Exercise aim: In the data below, convert everything from the line containing "query: the noun phrase to segment: shoreline" down to the line containing "[[2,92],[0,95],[232,95],[231,93],[66,93],[66,92]]", both included, into a numbered list. Include only those lines and omit any blank ones.

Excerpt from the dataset
________________________
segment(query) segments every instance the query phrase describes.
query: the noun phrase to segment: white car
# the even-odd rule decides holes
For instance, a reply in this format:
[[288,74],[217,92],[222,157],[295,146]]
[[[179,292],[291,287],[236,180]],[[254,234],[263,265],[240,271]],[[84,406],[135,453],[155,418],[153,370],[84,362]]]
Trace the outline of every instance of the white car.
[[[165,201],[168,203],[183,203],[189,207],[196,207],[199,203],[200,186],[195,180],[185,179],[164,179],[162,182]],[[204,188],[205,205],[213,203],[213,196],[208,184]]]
________________________
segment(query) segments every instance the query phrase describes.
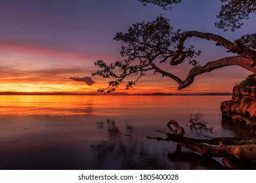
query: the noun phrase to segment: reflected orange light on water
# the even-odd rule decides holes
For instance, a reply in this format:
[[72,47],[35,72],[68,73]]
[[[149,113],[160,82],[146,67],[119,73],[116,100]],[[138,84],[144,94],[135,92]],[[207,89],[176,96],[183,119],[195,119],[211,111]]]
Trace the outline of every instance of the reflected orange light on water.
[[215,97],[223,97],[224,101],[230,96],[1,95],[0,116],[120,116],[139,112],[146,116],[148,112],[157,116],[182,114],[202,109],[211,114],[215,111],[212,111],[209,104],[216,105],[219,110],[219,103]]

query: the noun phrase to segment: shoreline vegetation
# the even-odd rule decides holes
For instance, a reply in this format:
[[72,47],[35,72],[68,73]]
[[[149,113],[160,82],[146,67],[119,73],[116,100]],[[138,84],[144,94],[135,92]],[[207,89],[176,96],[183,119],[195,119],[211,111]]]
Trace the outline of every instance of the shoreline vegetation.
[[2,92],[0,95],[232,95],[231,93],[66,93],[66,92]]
________________________
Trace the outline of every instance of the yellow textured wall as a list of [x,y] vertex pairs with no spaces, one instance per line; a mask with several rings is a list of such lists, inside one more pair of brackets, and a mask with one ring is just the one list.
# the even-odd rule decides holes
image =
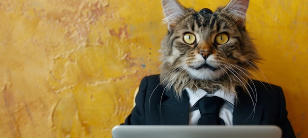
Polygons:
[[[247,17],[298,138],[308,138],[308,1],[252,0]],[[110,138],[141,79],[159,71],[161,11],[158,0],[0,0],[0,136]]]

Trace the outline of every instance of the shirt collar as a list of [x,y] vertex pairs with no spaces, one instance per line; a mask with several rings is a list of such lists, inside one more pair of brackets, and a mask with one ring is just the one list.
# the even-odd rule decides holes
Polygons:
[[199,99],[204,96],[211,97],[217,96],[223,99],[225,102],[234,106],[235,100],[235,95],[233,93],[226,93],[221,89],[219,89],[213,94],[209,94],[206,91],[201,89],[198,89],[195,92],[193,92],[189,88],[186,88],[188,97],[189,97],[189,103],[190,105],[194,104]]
________________________
Exercise result:
1. query: the noun phrase to segment: shoreline vegetation
2. # the even-odd rule decides holes
3. For instance, a reply in this format:
4. [[72,47],[35,72],[68,73]]
5. [[[149,113],[160,82],[146,67],[119,73],[116,100]],[[138,84],[144,94],[135,92]],[[207,89],[176,96],[183,119],[195,119],[211,111]]]
6. Trace the outline of every instance of the shoreline vegetation.
7. [[2,92],[0,95],[232,95],[231,93],[66,93],[66,92]]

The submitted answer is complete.